本文抜粋:
====

気楽に観る映画ということで、星は2つの★★。
気軽に楽しめた。
で、映画を観たあと、ワイフとこんな話し合いをした。
もし友人の妻が浮気をしていると知ったら、
どうするか、と。
ワイフは、「よく考えて、ケースバイケースね」と。
映画も、親友の妻の浮気がテーマになっている。
親友の妻が、若い男生と、浮気を重ねている。
それを知ったその男は、親友に告げるべきかで、苦しむ。
悩む。
『ぼくが結婚を決めたワケ』というのは、そういう映画。
で、あなたならどうするだろうか。
親友の妻が、若い男生と浮気をしているのを知ったら、
あなたはどう考えるだろうか。
どう行動するだろうか。
が、ここでひとつ誤解してはいけないことがある。
映画の中では、「浮気」がテーマになっている。
親友の妻の浮気をからませながら、ストーリーが
展開していく。
が、本題は、「誠実さ」。
浮気の前提として、夫はどこまで妻に誠実で
あるべきか。

====

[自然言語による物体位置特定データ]
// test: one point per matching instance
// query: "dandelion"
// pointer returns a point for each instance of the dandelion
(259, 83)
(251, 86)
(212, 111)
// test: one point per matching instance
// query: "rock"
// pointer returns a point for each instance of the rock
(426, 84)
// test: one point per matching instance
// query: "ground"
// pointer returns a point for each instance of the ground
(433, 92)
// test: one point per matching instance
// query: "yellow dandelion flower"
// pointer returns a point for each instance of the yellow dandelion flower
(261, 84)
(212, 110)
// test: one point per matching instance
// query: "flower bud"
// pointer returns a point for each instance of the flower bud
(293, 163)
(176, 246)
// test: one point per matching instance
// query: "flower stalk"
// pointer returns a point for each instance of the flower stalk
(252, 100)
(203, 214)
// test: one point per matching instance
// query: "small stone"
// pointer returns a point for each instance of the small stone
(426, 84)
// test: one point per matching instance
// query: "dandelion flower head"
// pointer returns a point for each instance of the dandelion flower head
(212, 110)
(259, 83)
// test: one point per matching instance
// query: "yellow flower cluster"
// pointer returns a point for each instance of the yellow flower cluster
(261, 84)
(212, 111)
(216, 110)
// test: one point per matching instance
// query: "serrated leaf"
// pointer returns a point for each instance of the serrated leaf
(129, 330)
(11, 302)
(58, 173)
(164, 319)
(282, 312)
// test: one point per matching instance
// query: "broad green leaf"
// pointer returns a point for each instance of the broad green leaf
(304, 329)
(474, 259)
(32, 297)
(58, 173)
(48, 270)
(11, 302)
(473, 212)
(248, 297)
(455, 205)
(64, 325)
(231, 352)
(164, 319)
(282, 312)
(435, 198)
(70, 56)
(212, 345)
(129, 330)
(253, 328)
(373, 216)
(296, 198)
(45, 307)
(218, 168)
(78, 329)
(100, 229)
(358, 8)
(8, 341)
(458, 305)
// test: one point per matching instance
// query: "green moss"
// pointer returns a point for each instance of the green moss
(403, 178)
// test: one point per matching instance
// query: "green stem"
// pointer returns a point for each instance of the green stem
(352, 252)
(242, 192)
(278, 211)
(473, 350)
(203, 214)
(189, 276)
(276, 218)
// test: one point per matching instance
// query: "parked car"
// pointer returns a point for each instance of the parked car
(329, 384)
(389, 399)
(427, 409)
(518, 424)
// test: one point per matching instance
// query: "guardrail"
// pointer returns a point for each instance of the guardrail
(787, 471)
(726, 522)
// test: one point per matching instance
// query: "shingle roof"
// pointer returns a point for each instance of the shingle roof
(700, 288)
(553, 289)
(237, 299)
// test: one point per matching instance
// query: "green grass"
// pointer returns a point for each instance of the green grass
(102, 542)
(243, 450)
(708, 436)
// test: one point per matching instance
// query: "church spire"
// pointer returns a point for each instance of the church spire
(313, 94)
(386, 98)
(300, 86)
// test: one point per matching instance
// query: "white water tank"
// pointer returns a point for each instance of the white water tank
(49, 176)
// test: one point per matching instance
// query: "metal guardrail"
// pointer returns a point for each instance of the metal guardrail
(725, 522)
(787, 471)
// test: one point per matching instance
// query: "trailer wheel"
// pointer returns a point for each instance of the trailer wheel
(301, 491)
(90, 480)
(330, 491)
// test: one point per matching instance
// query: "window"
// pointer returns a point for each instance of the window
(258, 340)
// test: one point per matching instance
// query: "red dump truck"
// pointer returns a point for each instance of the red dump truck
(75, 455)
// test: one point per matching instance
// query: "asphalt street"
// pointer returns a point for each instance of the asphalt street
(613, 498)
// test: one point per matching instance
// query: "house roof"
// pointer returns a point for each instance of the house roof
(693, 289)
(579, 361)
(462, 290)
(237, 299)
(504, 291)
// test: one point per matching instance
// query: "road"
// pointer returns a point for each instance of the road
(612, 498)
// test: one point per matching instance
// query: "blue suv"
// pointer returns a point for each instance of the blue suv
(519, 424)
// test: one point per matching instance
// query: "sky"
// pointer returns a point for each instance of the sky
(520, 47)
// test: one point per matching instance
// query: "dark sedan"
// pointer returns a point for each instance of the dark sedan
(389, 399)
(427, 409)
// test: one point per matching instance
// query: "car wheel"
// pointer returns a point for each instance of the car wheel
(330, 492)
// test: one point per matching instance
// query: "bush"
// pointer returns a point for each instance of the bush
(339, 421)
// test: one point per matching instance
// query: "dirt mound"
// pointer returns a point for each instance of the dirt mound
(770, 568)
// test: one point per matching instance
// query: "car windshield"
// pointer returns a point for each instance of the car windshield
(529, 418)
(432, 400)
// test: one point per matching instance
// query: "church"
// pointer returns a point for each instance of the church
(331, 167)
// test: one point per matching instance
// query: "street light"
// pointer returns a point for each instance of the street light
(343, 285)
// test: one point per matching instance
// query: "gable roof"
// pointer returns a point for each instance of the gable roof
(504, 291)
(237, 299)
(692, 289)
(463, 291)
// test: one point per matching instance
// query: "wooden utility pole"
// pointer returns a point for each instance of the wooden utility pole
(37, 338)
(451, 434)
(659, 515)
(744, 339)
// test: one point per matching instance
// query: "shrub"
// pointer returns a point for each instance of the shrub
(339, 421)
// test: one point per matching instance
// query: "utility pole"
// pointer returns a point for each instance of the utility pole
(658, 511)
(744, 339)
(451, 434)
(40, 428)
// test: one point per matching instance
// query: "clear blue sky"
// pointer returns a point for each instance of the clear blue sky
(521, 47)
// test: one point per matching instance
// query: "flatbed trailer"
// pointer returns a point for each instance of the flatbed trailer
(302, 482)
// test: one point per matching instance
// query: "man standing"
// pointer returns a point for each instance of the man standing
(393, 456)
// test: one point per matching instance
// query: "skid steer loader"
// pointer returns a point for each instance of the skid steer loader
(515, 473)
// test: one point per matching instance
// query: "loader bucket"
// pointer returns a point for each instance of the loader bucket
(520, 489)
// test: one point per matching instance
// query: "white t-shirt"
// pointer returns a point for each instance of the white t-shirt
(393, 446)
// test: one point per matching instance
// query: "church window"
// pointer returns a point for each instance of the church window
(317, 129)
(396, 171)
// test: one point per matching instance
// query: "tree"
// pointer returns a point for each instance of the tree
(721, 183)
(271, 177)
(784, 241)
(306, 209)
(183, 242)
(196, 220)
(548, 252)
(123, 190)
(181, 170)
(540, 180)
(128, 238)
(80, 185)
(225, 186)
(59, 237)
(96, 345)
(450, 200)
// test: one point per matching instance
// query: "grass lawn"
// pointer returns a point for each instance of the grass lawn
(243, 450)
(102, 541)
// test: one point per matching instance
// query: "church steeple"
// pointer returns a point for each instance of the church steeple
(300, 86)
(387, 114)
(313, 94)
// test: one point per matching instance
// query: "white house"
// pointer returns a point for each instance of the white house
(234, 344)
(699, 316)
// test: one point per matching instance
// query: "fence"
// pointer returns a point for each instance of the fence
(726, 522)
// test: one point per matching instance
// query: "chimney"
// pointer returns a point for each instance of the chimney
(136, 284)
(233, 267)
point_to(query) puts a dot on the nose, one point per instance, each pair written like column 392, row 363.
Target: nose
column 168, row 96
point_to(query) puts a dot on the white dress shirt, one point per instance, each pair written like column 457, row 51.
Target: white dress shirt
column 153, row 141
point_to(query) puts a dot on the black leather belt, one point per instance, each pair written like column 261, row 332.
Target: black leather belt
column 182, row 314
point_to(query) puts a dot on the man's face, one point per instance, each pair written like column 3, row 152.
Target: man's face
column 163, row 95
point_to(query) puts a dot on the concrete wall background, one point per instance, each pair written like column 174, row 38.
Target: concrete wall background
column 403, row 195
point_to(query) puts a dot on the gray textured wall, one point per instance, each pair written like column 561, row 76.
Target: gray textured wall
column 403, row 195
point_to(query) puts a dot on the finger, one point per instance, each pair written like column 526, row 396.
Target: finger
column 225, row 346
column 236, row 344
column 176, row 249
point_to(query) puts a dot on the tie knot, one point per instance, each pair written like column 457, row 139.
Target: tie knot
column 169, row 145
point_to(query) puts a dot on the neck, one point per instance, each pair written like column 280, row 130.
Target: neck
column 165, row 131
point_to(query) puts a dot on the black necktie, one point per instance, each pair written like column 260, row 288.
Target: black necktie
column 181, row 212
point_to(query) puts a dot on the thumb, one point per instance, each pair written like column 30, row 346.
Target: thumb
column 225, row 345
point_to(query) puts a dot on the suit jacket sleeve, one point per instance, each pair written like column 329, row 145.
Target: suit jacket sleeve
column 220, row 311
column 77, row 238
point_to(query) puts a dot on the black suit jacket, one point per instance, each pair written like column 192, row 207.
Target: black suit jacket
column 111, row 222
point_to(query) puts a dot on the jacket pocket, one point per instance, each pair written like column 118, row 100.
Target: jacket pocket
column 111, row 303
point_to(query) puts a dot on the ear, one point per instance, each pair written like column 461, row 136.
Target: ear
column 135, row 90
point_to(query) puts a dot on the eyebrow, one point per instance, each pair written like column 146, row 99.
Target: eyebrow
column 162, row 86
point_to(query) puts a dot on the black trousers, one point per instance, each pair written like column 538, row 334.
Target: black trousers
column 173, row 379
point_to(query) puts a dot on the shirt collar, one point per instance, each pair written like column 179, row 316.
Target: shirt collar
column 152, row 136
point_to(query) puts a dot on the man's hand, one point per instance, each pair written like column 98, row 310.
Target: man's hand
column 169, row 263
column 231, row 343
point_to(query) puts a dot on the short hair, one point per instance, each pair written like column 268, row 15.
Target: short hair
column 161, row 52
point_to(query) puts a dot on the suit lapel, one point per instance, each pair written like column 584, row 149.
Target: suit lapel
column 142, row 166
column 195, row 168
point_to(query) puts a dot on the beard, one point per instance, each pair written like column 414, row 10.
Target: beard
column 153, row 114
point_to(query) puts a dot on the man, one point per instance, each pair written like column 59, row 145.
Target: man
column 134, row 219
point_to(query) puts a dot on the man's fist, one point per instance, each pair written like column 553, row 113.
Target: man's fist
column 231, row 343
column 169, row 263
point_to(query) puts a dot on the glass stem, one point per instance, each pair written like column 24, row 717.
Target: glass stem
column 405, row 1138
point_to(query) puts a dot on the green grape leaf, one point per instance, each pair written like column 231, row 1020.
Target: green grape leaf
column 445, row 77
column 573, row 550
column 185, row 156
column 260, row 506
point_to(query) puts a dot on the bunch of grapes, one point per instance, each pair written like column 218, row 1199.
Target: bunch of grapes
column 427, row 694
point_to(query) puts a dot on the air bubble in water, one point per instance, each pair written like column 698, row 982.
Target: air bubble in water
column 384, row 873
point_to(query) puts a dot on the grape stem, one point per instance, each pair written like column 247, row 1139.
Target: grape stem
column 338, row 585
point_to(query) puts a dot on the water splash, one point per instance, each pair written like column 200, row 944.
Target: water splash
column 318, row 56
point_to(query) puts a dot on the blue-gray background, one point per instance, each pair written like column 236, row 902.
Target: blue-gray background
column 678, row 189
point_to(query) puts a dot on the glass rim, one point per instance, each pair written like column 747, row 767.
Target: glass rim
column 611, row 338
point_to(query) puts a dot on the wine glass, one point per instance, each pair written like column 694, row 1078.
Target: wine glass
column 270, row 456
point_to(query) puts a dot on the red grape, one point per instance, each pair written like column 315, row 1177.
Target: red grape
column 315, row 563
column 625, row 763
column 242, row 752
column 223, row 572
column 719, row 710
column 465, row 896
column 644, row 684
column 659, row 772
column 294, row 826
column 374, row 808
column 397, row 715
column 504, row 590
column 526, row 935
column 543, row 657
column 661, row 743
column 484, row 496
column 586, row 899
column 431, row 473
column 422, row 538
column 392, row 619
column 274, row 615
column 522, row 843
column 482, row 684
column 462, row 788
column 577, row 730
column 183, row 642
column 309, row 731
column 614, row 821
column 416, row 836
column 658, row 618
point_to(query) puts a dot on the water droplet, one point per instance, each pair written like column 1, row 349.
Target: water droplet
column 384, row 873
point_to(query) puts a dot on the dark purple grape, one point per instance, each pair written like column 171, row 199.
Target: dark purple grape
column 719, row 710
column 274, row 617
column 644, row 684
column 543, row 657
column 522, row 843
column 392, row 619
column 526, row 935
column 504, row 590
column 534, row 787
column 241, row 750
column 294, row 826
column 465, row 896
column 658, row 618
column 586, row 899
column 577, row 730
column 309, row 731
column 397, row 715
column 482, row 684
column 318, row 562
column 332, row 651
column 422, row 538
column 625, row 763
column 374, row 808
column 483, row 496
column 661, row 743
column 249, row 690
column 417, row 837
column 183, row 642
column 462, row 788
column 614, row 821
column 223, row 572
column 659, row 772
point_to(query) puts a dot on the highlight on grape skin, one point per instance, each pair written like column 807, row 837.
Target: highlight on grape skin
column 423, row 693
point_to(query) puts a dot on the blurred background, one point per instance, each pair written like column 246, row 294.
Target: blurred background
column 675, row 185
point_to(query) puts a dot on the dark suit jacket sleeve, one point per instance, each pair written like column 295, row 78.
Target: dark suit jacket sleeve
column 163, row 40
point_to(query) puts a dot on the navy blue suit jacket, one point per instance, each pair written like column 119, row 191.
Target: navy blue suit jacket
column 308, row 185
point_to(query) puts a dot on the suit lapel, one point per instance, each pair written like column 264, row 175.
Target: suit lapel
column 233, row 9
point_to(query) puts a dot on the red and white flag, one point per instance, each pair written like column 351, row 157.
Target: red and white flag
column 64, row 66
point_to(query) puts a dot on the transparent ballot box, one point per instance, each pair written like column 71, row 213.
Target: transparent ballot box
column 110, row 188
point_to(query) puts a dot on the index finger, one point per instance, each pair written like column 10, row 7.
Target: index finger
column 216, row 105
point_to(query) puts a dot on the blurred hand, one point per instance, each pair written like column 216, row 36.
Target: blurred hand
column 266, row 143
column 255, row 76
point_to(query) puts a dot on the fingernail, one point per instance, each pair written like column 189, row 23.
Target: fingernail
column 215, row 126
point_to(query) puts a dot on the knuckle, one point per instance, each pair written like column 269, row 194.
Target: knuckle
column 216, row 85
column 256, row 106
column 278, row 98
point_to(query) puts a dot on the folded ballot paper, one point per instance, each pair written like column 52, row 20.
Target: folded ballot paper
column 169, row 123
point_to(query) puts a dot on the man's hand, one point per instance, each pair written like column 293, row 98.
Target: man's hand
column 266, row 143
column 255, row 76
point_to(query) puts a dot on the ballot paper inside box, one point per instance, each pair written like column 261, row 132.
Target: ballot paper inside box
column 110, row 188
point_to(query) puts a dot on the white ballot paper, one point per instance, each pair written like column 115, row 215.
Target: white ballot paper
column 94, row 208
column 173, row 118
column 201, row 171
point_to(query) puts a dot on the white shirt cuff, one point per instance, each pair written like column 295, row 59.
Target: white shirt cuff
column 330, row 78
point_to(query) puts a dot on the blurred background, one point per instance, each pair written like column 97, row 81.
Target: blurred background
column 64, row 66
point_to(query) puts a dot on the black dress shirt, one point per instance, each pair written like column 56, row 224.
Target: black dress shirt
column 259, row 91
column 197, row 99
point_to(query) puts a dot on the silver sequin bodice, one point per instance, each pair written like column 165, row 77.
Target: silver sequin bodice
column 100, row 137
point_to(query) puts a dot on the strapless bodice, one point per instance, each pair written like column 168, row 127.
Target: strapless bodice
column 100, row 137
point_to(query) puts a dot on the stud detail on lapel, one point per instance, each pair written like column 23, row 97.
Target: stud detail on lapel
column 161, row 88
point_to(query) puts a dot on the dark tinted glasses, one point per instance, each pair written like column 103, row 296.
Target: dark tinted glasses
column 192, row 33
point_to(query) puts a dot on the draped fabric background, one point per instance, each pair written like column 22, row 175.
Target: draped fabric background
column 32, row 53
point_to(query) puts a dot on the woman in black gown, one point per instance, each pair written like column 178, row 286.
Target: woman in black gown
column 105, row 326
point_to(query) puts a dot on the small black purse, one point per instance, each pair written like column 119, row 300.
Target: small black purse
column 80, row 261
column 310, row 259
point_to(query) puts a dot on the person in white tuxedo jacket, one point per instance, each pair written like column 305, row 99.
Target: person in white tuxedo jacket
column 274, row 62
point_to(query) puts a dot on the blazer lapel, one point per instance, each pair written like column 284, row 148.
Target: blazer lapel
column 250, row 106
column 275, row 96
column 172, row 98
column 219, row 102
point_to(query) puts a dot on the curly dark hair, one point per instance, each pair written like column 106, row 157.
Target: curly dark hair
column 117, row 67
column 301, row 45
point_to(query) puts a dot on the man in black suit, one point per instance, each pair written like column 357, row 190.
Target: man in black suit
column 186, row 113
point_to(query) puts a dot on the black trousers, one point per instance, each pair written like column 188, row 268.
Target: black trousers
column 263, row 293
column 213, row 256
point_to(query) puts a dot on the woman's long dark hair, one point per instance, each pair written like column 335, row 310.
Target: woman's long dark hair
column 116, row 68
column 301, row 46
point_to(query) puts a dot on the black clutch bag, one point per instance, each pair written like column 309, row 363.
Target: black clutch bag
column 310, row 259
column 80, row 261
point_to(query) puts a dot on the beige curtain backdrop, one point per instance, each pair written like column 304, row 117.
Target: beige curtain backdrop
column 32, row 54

====

取り組む課題:
A – 映画の感想文によると、この映画の本題は何か。
B – 映画の感想文の続きを、最後の文のあとから書いてください。

模範解答:
A – 「誠実さ」。

B –
友は親友に、どこまで誠実であるべきか。
(当然、誠実であるべきだが……。)
浮気の問題は、あくまでも、その結果として、
自然に処理されるべきもの。
その「誠実さ」に、英語国では、たいへんシビア。
「ウソ」をたいへん、嫌う。
「ウソも方便」と考える日本人とは、ここが
大きくちがう。
「本音と建て前」にしても、そうだ。
そのあたりのちがいをよく知った上でこの映画を観ないと、
日本人の私たちには、この映画は理解できないだろう。
「どうしてここまで?」となってしまうだろう。
さらに言えば、「誠実さ」を問題にしない日本人に
してみれば、「浮気」は、それほど重大事ではない。
ただの「浮ついた遊び」。
今でもバーやクラブで遊ぶ程度なら、浮気ではない。
そう考える男たちは多い。
戦前まで、男たちは愛人の数によって、「力」を競った。
そういう名残は、今でも日本のどこかに残っている。
一方、夫の浮気を知りつつ、体面を重んじる女性は多い。
「家庭」とか、「家族」とか、形にこだわる。
つまり「夫の浮気、即、離婚」と考える女性は、少ない。
総じて言えば、日本人の辞書には、「誠実」という言葉がない。
だから平気でウソをつく。
表面(おもてづら)を裏面(うらづら)を使い分ける。
しかしこうした二面性というのは、日本以外では理解されない。
「奇異なる民族」という言葉も、そこから生まれた。
「どうして白人は、浮気ごときでこうまで大げさに
騒ぐのか」と。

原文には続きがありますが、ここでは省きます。